== EXERCISE TASK A ==
Pull out every line of the entries below that contains the string "chair", treating uppercase and lowercase as different.

--------------------------------------------------

At one point, a builder suggested using a wooden fireplace surround to save money. We said no. If the object was meant to feel like stone, then it had to feel like stone. Otherwise, the illusion would fray.

That is what Francine calls the “huh moment,” the instant when a player’s hand says one thing and their eyes say another. In her words, “Anything that takes you out of the experience is ruining the experience.” Which is why details like surface temperature, material weight, and texture are never just decorative garnish. They are part of the structure holding the story together.

In practice, “touch real” means:

  • If something looks like marble, it should feel cold.
  • If a prop belongs in the story, its weight and texture should make sense in the hand.
  • If a detail creates a small “huh” moment, it risks breaking immersion.
  • If an action feels natural in the world, like handling keys or making tea, it can become part of the emotional logic of the experience.

This principle extends beyond rooms into Home Mysteries too. Francine loves that the materials make sense there as well, napkins scribbled on in bars, house keys used in unexpected ways, even the simple act of making tea.

--------------------------------------------------

== EXERCISE TASK B ==
Reproduce the passage on touch realism word for word between "That is what" and "in the hand.", inclusive.

[Source records]
--------------------------------------------------

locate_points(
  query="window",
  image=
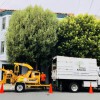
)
(4, 23)
(2, 46)
(54, 64)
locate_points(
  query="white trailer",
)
(74, 73)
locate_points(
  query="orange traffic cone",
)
(2, 89)
(50, 89)
(90, 89)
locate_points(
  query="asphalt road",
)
(44, 95)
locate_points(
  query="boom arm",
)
(24, 65)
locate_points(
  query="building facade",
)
(4, 23)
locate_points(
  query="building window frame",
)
(2, 47)
(3, 23)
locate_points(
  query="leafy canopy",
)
(31, 35)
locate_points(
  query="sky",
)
(58, 6)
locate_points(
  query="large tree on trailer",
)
(31, 35)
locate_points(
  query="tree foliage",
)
(79, 37)
(31, 35)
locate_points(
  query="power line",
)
(91, 5)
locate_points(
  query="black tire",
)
(20, 87)
(74, 87)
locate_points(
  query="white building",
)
(4, 23)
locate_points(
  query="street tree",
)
(31, 35)
(79, 37)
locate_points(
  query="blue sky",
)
(64, 6)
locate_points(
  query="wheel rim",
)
(74, 87)
(19, 88)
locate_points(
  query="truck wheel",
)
(74, 87)
(19, 87)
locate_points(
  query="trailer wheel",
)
(74, 87)
(20, 87)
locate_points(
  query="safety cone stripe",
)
(2, 88)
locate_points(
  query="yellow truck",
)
(29, 80)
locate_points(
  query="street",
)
(44, 95)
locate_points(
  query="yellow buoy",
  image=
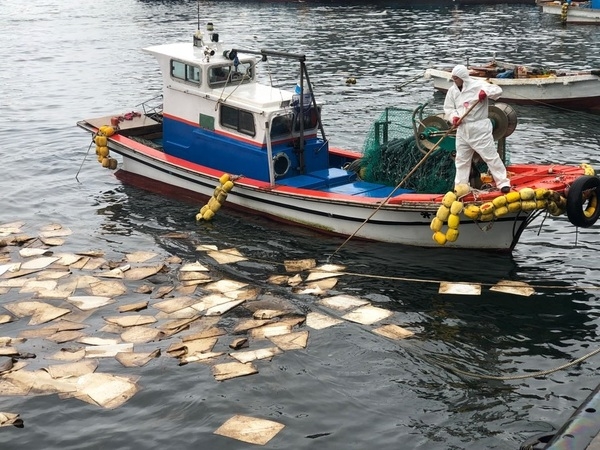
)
(101, 140)
(588, 169)
(436, 224)
(487, 208)
(527, 194)
(443, 213)
(513, 197)
(462, 189)
(451, 235)
(448, 199)
(528, 205)
(456, 207)
(514, 206)
(453, 221)
(222, 197)
(439, 237)
(208, 215)
(541, 193)
(471, 211)
(499, 202)
(592, 205)
(499, 212)
(107, 130)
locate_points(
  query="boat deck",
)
(129, 124)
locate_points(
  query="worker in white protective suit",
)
(473, 132)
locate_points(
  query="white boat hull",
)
(574, 14)
(399, 224)
(571, 91)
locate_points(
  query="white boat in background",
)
(585, 13)
(532, 85)
(218, 132)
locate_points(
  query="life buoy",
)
(583, 208)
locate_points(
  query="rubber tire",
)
(575, 201)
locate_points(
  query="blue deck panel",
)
(334, 175)
(303, 181)
(367, 189)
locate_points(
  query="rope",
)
(86, 155)
(415, 280)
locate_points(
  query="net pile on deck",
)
(390, 153)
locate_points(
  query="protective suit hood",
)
(461, 72)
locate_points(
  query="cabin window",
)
(239, 120)
(219, 76)
(281, 126)
(185, 72)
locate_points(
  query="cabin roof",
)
(253, 95)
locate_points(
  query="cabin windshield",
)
(225, 74)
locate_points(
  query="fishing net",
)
(390, 153)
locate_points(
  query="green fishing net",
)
(391, 153)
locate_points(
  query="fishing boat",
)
(528, 84)
(570, 12)
(220, 134)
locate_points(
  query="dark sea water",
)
(62, 61)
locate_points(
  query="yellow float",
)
(207, 212)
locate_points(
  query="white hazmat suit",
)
(474, 134)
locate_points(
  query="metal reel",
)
(430, 131)
(504, 120)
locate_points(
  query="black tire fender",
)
(583, 206)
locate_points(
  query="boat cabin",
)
(216, 113)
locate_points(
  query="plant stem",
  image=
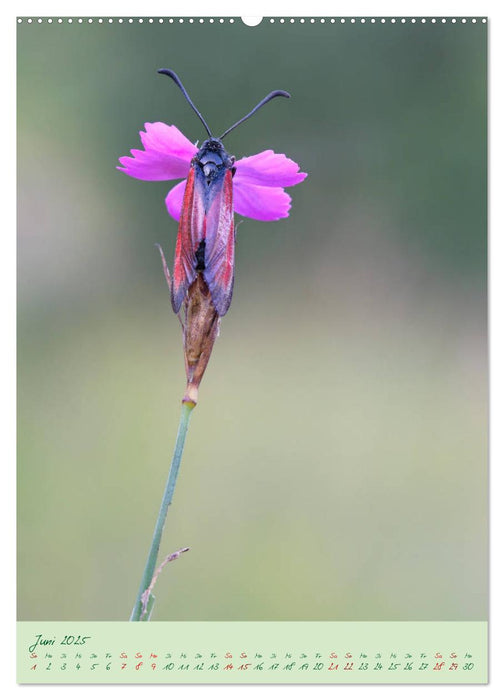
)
(150, 566)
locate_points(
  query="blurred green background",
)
(335, 468)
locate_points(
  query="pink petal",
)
(167, 154)
(263, 203)
(268, 169)
(174, 200)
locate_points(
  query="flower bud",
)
(201, 327)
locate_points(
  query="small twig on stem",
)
(148, 591)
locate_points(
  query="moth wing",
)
(189, 235)
(220, 245)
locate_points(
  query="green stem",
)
(150, 566)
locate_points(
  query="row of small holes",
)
(231, 21)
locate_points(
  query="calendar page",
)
(252, 350)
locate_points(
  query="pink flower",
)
(258, 184)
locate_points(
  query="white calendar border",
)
(225, 8)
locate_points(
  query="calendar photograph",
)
(252, 351)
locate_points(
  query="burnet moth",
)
(206, 235)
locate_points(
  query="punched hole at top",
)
(251, 21)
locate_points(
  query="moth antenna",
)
(171, 74)
(275, 93)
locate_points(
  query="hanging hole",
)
(251, 21)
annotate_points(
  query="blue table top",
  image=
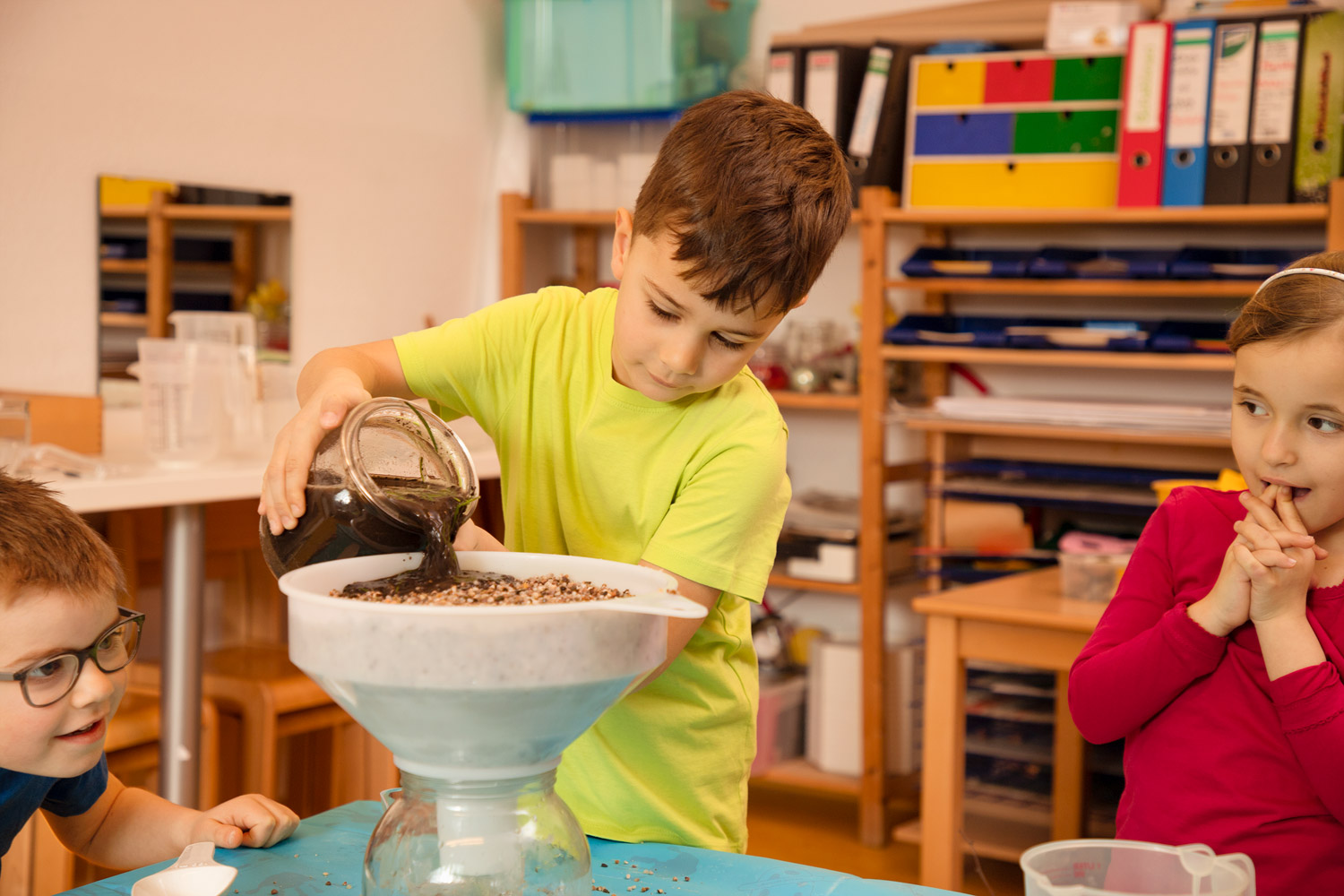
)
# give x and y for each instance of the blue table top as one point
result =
(335, 842)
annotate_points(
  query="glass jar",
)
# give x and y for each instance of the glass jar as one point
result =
(355, 498)
(478, 839)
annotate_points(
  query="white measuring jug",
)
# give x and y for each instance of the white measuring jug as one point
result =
(1134, 868)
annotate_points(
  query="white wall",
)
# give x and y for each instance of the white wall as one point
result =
(379, 118)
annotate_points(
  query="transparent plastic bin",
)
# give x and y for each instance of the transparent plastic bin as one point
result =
(621, 56)
(1133, 868)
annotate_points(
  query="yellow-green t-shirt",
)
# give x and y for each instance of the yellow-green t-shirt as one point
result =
(591, 468)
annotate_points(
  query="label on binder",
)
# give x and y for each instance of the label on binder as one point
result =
(870, 102)
(1234, 72)
(780, 80)
(1276, 81)
(1188, 102)
(822, 86)
(1144, 91)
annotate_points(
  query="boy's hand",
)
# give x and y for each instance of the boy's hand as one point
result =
(473, 538)
(296, 444)
(245, 821)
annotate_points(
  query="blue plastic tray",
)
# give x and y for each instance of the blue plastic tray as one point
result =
(1202, 263)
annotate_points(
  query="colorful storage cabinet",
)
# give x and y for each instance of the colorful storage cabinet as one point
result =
(1013, 131)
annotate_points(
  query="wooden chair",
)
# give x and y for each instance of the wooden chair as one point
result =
(271, 699)
(38, 864)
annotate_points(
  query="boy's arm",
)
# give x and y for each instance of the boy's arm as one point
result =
(129, 828)
(331, 383)
(682, 630)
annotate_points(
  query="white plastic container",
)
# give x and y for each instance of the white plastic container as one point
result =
(1133, 868)
(478, 692)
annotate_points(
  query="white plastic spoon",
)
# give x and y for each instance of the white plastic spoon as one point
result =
(195, 874)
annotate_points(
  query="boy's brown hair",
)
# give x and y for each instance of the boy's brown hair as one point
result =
(754, 193)
(45, 544)
(1292, 306)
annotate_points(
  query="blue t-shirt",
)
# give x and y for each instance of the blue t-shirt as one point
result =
(23, 794)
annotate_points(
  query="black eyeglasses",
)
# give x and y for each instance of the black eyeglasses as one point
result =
(53, 678)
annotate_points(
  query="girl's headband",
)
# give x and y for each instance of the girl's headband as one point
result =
(1322, 271)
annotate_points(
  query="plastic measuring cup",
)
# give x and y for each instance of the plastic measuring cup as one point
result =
(1134, 868)
(239, 389)
(182, 398)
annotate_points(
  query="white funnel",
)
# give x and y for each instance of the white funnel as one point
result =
(472, 692)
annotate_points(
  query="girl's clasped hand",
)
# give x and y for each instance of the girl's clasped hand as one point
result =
(1276, 554)
(1268, 567)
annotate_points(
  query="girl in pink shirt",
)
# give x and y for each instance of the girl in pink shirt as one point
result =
(1219, 657)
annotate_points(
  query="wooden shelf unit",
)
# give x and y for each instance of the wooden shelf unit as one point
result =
(951, 440)
(159, 266)
(1059, 358)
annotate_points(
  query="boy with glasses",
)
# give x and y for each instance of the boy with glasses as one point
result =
(65, 646)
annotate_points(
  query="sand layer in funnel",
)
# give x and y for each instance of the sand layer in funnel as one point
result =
(488, 590)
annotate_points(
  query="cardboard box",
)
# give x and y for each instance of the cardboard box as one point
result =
(835, 708)
(840, 562)
(70, 421)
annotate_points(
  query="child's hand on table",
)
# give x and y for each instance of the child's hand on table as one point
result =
(245, 821)
(296, 444)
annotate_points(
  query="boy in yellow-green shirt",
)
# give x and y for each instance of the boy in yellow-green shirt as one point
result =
(629, 429)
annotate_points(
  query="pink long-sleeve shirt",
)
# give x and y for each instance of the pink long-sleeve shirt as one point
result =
(1215, 753)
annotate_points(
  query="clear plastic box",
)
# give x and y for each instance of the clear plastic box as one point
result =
(621, 56)
(1091, 576)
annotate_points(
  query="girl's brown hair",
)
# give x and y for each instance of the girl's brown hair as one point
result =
(1292, 306)
(45, 544)
(754, 193)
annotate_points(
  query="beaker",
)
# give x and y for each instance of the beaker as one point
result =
(351, 504)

--------------------------------------------------

== RESULT A ==
  query="wooden chair",
# give x and y for each instance of the wooden chair as one point

== RESULT B ==
That is what Francine calls the “huh moment,” the instant when a player’s hand says one thing and their eyes say another. In her words, “Anything that takes you out of the experience is ruining the experience.” Which is why details like surface temperature, material weight, and texture are never just decorative garnish. They are part of the structure holding the story together.

In practice, “touch real” means:

  • If something looks like marble, it should feel cold.
  • If a prop belongs in the story, its weight and texture should make sense in the hand.